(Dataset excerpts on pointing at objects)
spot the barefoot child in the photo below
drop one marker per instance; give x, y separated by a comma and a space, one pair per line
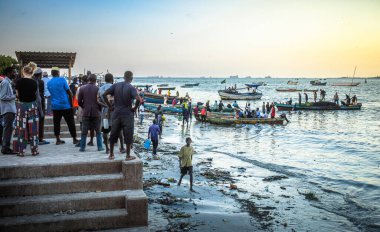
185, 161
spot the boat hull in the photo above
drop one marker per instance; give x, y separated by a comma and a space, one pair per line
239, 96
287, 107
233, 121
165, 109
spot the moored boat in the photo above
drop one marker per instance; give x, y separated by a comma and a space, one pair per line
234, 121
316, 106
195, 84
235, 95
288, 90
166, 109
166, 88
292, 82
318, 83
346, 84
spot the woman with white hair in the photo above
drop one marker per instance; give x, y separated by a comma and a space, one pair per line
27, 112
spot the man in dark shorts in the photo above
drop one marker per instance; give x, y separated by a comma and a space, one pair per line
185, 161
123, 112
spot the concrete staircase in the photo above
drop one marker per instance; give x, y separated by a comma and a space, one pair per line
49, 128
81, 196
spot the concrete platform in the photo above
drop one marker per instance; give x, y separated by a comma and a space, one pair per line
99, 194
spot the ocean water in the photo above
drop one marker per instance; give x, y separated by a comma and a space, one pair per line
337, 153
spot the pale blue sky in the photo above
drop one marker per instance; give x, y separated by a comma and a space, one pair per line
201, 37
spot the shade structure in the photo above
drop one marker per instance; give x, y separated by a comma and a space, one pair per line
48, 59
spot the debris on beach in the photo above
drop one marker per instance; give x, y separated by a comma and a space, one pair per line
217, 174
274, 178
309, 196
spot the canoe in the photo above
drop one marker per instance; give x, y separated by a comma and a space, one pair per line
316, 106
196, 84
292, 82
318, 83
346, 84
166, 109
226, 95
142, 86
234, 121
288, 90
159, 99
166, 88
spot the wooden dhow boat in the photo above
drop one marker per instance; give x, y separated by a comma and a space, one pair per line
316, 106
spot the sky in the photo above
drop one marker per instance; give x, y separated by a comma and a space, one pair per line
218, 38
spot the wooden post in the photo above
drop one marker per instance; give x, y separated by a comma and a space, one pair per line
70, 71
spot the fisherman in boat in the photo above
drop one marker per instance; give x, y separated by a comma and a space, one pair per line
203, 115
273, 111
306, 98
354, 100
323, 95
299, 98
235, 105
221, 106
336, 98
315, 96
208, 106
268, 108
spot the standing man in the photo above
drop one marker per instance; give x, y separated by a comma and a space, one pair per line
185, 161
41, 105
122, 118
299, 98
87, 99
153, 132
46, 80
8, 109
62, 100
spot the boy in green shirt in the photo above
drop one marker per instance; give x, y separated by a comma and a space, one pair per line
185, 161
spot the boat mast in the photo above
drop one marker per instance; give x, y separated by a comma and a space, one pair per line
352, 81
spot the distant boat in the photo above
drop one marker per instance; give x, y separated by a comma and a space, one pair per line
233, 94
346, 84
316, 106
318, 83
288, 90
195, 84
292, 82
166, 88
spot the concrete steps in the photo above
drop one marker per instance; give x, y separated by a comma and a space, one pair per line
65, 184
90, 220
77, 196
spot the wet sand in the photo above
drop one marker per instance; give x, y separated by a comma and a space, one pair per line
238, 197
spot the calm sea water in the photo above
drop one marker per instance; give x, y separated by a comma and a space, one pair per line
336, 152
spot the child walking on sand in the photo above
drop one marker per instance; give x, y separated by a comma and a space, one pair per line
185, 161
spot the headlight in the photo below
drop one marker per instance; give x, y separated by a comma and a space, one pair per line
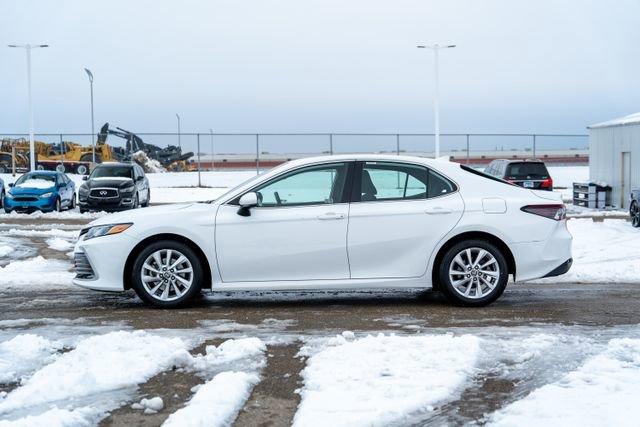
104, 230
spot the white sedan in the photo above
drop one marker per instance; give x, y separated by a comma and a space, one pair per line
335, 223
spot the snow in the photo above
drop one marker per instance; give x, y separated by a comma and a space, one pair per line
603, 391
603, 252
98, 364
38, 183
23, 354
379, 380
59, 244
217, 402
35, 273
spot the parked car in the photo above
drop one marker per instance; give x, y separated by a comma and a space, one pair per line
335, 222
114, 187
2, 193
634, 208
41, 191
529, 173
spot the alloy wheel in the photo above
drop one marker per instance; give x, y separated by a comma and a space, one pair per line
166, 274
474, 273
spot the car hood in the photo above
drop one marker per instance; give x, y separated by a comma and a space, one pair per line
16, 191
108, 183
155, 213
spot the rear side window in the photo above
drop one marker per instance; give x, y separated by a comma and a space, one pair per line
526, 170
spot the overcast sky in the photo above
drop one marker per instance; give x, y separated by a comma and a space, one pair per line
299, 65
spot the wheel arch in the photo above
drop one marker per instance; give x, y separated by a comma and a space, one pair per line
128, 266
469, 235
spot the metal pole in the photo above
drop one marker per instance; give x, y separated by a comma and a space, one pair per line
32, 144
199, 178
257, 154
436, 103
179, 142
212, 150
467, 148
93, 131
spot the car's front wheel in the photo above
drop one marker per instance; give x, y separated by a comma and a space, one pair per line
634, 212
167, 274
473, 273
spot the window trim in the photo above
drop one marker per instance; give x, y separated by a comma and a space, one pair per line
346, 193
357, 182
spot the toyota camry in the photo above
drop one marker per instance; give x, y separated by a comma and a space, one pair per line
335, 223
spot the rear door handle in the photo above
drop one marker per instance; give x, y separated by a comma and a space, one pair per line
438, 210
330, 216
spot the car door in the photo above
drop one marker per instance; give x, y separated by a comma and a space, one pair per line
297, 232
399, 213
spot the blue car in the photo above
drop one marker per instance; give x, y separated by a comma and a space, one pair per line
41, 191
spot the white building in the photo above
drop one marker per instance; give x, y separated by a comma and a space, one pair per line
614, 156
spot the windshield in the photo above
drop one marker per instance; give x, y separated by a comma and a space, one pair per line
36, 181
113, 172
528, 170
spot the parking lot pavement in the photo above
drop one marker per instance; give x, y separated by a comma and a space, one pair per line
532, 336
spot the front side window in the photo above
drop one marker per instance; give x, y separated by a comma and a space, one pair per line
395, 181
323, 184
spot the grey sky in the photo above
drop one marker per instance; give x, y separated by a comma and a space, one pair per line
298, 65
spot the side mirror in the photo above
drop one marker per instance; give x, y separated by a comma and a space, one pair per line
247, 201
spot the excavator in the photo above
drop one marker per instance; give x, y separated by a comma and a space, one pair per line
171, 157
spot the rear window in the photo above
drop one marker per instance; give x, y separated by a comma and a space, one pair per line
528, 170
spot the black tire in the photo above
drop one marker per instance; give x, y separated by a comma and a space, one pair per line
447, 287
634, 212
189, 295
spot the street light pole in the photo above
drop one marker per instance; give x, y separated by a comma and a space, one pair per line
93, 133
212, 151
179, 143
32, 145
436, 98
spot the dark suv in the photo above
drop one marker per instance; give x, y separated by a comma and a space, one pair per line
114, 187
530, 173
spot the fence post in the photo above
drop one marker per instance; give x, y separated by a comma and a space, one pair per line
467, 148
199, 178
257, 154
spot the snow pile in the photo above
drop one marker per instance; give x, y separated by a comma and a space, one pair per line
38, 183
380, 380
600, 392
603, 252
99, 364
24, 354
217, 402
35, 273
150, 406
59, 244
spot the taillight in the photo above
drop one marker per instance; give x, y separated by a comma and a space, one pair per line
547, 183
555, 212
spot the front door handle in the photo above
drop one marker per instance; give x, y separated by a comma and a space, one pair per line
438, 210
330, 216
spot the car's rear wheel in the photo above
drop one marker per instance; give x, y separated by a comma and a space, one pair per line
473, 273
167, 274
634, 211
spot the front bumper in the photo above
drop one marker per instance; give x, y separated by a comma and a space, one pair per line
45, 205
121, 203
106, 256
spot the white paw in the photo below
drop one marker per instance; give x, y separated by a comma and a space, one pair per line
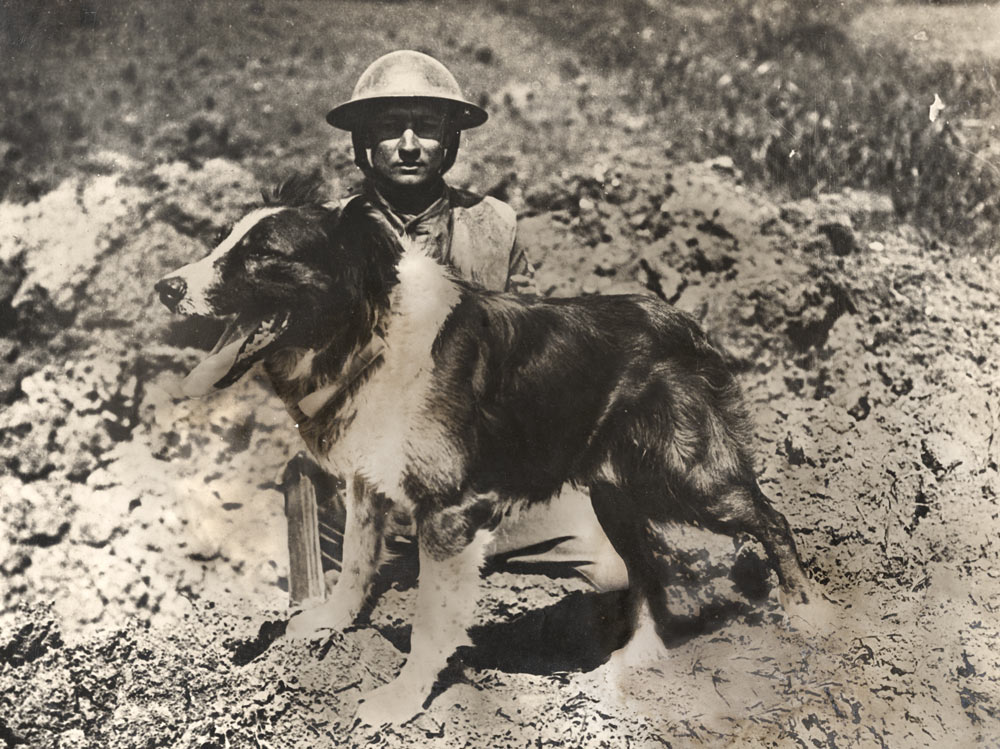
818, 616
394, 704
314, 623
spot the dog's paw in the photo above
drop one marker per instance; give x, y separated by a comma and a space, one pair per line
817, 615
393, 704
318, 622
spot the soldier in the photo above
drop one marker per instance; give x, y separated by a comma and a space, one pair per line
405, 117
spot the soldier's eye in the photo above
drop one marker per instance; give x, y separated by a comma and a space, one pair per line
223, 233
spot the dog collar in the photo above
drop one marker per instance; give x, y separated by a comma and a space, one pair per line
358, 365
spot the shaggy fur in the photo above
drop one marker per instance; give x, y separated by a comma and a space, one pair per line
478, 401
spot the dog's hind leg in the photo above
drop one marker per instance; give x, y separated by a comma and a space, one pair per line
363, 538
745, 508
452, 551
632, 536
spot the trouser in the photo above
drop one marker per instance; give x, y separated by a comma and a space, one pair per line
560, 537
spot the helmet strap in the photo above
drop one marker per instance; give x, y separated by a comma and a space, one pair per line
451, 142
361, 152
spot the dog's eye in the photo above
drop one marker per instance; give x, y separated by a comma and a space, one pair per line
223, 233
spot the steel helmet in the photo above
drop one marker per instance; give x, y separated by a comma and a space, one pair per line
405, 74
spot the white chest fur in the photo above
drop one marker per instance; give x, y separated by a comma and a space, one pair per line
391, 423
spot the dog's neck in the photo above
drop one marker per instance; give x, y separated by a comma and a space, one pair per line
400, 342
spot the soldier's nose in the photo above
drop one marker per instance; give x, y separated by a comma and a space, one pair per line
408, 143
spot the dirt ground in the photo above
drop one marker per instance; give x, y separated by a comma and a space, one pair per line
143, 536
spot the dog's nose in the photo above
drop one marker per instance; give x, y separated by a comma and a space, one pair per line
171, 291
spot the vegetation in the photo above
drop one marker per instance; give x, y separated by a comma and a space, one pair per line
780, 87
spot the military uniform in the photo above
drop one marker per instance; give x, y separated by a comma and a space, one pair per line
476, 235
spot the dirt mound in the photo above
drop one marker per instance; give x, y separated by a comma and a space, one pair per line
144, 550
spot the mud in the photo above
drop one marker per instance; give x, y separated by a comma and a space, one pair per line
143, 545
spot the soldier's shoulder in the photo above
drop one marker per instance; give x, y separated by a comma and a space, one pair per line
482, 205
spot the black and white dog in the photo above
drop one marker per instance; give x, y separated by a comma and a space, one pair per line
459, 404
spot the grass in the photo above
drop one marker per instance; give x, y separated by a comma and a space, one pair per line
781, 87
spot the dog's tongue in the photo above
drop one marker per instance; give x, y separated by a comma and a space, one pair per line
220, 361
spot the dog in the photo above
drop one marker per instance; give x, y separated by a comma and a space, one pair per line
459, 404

...

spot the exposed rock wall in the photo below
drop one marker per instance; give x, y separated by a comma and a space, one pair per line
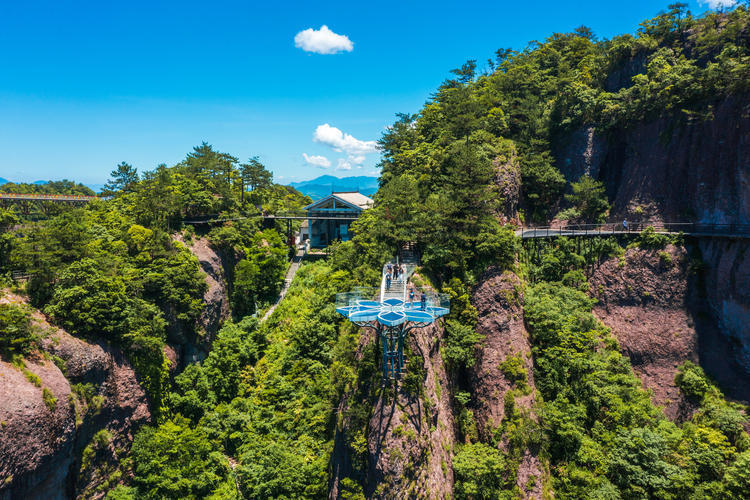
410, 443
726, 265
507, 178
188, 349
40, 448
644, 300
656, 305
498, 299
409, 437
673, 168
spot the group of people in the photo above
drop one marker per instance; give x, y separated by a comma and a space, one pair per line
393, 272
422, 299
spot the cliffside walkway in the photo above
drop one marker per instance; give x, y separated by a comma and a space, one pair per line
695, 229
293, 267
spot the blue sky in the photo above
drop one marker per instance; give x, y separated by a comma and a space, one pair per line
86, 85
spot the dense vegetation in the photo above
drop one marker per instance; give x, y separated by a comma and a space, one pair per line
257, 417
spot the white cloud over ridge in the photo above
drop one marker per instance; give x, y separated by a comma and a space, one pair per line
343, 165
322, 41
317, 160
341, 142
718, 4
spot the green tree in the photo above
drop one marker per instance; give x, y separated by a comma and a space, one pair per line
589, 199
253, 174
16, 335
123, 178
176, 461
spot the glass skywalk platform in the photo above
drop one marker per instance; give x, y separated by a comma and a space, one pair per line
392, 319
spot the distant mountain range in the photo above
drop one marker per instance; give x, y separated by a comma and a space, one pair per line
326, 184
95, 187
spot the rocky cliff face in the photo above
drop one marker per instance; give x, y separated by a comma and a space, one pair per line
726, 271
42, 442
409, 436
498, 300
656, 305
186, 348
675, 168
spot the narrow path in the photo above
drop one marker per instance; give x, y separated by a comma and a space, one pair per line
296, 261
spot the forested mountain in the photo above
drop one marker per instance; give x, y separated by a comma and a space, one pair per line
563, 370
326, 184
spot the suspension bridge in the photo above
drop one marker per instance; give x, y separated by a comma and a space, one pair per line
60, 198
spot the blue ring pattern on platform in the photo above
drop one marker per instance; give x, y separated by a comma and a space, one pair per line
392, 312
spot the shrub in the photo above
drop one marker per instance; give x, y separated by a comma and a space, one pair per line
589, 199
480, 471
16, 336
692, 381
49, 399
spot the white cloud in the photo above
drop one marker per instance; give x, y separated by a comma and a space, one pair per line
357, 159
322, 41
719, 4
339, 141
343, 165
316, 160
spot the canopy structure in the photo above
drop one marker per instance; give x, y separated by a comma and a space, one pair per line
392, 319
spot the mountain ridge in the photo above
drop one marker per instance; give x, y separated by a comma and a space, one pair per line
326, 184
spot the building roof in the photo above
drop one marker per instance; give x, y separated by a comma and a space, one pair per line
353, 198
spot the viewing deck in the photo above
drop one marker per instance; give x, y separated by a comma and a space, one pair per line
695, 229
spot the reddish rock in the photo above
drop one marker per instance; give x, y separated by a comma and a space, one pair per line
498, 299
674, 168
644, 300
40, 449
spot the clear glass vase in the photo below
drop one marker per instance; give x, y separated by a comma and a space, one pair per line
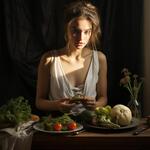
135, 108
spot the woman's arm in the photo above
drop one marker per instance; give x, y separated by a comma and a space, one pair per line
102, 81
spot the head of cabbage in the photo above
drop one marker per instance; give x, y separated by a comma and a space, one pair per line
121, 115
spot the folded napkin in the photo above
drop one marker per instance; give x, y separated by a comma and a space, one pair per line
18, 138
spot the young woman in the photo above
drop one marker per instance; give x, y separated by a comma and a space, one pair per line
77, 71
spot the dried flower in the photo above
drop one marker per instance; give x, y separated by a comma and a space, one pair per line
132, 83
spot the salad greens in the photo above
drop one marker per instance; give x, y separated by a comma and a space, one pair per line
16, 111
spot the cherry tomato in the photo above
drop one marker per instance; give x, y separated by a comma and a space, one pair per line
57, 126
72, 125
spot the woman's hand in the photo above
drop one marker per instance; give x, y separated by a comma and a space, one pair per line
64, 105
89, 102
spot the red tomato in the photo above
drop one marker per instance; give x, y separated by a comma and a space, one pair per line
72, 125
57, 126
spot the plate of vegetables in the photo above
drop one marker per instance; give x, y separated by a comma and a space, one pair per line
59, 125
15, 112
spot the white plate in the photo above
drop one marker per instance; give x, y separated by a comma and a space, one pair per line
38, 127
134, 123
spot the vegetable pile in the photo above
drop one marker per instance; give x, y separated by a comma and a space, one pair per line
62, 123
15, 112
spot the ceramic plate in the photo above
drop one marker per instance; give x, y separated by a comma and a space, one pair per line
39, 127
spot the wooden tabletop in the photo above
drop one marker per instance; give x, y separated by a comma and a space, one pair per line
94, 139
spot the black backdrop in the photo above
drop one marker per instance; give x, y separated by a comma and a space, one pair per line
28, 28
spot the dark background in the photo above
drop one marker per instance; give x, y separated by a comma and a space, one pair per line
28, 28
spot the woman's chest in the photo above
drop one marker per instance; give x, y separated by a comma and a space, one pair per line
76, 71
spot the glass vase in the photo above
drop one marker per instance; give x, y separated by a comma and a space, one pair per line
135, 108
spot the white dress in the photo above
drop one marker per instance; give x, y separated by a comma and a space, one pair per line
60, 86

● Set problem:
Locate each line in the listing above that contains the word "sand", and copy every such line.

● Response to the exercise:
spot the wet sand in the photo above
spot the child walking on sand in the photo above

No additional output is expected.